» Excerpts from a point labeling dataset
# # # #
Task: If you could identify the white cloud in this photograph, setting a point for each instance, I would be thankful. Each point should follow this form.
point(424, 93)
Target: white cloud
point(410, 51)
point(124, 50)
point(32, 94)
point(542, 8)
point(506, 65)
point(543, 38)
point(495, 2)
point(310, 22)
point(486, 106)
# # # #
» TASK BRIEF
Repeat the listing above line for line, with no changes.

» COMPLETED EXERCISE
Task: If you could identify the white cloud in this photograph, setting a point for each instance, I would be thankful. Each point should follow this form.
point(424, 93)
Target: white cloud
point(410, 51)
point(124, 50)
point(32, 94)
point(542, 8)
point(506, 65)
point(543, 38)
point(495, 2)
point(310, 22)
point(486, 106)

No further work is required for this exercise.